## WHAT THE TASK ASKS
Your reply should contain only the line with "Pin every instance of the eyeglasses." and the lines after it through the end of the data, each written out exactly.

## INPUT DATA
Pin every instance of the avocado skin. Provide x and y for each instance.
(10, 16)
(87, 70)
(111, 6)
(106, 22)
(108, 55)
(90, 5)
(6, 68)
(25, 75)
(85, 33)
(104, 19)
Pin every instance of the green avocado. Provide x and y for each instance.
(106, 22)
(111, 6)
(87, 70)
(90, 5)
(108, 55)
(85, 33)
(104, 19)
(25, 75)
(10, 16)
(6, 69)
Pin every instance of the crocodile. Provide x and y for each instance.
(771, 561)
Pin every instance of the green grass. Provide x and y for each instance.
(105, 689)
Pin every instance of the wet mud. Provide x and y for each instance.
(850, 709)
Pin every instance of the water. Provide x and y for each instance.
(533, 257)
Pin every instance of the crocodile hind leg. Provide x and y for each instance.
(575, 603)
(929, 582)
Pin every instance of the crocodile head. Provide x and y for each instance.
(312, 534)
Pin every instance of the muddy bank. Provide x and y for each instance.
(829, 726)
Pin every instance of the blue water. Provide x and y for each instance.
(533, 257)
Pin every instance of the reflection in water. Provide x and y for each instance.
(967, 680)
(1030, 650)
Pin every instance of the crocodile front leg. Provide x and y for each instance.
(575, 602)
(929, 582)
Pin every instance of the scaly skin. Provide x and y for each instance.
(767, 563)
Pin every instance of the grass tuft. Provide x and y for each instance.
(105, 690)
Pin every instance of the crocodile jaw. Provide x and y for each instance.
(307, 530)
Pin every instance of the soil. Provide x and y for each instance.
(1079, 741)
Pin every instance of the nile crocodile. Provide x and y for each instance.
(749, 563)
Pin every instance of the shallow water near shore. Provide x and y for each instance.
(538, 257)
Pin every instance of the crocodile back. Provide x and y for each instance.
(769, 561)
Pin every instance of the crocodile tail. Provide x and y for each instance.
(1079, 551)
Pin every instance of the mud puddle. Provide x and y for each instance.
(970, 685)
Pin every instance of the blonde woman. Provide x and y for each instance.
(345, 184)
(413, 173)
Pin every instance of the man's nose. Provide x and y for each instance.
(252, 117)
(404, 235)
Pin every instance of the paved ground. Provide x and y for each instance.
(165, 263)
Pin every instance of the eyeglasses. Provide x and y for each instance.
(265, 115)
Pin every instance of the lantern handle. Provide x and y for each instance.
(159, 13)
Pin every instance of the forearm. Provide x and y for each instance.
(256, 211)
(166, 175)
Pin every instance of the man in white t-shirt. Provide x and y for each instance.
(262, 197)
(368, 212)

## TASK SOLUTION
Pin every instance of the eyeglasses. Provide x and y for each instance.
(265, 115)
Pin every instance of the lantern handle. Provide x and y for each instance.
(159, 13)
Pin every instance of the forearm. Provide x and y for each instance.
(256, 211)
(166, 175)
Pin every instance of the man in white t-shirt. Provide x and y for each instance.
(262, 197)
(368, 212)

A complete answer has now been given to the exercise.